Copy the records word for word, starting at the line that contains "the white sneaker" and ending with the last line of the records.

start

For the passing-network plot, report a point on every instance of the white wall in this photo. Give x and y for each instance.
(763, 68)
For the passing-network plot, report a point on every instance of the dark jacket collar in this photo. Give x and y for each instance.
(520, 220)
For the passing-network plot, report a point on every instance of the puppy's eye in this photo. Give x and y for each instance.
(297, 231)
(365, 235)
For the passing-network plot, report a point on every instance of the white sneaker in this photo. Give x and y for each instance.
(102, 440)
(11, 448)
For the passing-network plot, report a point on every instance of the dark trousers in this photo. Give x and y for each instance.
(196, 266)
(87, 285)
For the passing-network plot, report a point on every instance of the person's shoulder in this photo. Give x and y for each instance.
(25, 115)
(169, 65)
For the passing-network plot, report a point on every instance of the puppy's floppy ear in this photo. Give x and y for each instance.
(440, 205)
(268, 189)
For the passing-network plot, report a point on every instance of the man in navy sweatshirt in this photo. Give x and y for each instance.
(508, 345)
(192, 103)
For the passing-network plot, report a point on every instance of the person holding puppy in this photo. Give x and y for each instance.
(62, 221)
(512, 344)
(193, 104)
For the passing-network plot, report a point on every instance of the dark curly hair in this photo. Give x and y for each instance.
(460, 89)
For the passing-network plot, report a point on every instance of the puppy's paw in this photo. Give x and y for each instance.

end

* [RESULT OF THE EXERCISE]
For the passing-network plot, report a point on every instance of the white sneaker in this photo. Give x and y for each instance.
(102, 440)
(11, 448)
For the passing-network plot, report a point on every instance of the dark trousers in this photo. Give x and y for each instance.
(196, 266)
(87, 285)
For the passing-network plot, report a point on every instance of the person's shoulder in this photo. Give x and y for each instance.
(25, 115)
(169, 65)
For the passing-network plot, report a point on every instance of the puppy's floppy ear in this photo. Give x and y for each instance.
(440, 205)
(268, 189)
For the passing-network plot, report a point on every instance of the man in navy sweatshirt in this photo. Give x and y for each instance.
(508, 345)
(192, 103)
For the passing-network plot, report a point on every instance of the person holding puppy in this photo. Give x and y for each instance.
(62, 221)
(512, 344)
(193, 104)
For the passing-network plot, report a point on every instance of the dark curly hair in this photo. Give x and y for each instance.
(460, 89)
For the passing-network plot, report a point on every instance of the puppy's paw in this photo. Give x and y for each instance.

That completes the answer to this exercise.